-- start Extracted information --

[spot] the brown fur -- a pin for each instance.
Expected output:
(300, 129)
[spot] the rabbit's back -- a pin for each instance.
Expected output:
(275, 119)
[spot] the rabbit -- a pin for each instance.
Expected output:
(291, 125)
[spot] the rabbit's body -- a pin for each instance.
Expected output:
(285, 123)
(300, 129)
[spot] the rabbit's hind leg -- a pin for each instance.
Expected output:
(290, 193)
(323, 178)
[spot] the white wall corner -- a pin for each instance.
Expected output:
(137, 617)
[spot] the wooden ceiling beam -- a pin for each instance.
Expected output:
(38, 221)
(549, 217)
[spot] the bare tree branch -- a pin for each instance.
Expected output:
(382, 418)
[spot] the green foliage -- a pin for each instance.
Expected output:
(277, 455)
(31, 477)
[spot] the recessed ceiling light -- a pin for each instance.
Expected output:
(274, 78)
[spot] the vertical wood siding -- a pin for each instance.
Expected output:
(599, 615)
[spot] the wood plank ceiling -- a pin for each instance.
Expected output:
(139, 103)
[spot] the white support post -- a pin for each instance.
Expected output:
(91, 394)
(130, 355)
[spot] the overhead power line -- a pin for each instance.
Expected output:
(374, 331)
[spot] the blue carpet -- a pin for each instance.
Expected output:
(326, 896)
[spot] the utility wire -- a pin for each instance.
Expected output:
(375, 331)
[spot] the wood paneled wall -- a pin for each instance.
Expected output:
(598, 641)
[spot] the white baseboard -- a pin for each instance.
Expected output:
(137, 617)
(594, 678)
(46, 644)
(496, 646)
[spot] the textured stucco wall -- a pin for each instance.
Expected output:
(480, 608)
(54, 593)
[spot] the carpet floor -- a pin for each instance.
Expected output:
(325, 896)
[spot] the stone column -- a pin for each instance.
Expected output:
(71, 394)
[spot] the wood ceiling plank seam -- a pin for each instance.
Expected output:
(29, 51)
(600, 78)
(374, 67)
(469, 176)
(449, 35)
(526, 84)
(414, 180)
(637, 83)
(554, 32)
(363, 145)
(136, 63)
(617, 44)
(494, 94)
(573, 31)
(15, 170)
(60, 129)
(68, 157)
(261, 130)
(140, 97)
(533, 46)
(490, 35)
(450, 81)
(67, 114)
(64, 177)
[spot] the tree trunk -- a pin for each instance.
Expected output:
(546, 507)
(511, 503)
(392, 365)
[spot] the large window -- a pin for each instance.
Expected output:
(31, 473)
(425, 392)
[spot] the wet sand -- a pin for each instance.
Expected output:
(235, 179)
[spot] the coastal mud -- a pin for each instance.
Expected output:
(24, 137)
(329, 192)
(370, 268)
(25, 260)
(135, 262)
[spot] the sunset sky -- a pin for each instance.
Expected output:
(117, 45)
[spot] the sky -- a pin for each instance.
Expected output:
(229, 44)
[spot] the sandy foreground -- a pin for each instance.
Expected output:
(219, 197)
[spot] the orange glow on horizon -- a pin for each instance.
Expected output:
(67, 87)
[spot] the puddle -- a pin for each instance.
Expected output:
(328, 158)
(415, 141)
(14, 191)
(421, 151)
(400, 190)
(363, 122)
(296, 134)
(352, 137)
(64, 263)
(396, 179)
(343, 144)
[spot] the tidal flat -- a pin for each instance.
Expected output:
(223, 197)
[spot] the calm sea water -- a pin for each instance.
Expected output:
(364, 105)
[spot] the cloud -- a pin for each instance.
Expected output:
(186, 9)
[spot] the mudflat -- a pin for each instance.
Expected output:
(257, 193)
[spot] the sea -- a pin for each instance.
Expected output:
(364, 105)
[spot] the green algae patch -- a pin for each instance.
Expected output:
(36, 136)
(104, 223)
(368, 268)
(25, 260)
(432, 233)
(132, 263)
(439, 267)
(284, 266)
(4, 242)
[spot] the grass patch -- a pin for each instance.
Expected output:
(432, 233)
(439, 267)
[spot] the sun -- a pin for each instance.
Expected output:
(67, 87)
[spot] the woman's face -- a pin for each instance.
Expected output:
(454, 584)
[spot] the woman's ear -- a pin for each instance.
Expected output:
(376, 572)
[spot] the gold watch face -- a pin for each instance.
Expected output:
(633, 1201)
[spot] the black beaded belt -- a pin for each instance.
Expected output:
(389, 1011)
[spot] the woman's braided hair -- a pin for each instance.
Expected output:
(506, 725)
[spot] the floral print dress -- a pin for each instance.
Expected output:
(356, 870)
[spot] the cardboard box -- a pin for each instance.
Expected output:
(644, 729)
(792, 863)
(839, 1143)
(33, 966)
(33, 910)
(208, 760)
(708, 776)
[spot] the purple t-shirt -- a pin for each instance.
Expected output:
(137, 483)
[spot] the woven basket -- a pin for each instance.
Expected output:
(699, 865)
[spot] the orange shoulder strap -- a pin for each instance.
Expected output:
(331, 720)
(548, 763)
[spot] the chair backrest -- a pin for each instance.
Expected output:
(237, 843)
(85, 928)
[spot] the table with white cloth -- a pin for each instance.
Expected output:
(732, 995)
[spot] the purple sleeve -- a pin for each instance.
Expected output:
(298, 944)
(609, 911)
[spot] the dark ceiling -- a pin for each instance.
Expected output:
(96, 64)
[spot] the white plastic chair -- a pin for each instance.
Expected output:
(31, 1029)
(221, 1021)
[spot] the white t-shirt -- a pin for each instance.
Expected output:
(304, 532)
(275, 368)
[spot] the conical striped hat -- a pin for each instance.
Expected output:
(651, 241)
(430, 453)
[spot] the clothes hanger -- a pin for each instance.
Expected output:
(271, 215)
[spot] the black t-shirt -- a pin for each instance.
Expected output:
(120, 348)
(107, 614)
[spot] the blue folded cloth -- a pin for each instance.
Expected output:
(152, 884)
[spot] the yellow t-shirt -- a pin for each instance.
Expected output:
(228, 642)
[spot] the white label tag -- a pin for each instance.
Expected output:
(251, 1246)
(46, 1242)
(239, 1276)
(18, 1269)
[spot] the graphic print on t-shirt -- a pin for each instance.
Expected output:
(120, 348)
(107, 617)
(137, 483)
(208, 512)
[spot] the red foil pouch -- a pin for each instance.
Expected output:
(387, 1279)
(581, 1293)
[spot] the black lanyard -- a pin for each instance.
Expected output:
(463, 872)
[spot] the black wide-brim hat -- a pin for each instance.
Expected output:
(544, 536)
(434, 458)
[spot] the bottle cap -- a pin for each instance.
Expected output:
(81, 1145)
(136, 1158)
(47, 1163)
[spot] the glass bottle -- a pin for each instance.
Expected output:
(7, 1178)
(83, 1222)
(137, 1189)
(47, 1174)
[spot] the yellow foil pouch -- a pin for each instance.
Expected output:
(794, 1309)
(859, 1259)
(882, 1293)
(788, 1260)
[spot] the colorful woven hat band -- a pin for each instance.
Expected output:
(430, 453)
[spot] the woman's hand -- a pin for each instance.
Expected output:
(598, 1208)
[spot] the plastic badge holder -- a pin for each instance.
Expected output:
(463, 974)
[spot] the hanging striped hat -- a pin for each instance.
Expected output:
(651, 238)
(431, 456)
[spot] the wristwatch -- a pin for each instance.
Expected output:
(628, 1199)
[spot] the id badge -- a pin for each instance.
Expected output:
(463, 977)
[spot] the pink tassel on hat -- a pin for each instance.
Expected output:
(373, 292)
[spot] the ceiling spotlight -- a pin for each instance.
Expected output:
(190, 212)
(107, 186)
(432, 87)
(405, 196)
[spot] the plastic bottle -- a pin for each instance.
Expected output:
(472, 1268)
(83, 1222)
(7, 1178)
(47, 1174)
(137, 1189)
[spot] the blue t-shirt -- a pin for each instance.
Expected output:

-- end Extracted information --

=== Exercise brief ===
Set down exactly what runs from the line with "[spot] the colorful" to the last line of the data above, including both of those lines and no others.

=== Complete response ===
[spot] the colorful woven hat band -- a pin for each instance.
Expected output:
(430, 453)
[spot] the woman's hand -- a pin for each instance.
Expected output:
(598, 1208)
[spot] the plastic badge holder -- a pin for each instance.
Expected output:
(463, 974)
[spot] the hanging striped hat -- a pin for each instance.
Expected output:
(651, 238)
(431, 456)
[spot] the wristwatch -- a pin for each instance.
Expected output:
(628, 1199)
[spot] the id badge -- a pin for each instance.
Expected output:
(463, 977)
[spot] the pink tassel on hat -- a pin for each instance.
Expected output:
(373, 292)
[spot] the ceiling spotlight -- a pin for each instance.
Expected output:
(190, 212)
(107, 186)
(432, 87)
(405, 196)
[spot] the plastic bottle -- a pin for each instance.
Expected output:
(472, 1268)
(83, 1222)
(7, 1178)
(47, 1174)
(137, 1189)
[spot] the blue t-shirt -- a pin for each instance.
Expected output:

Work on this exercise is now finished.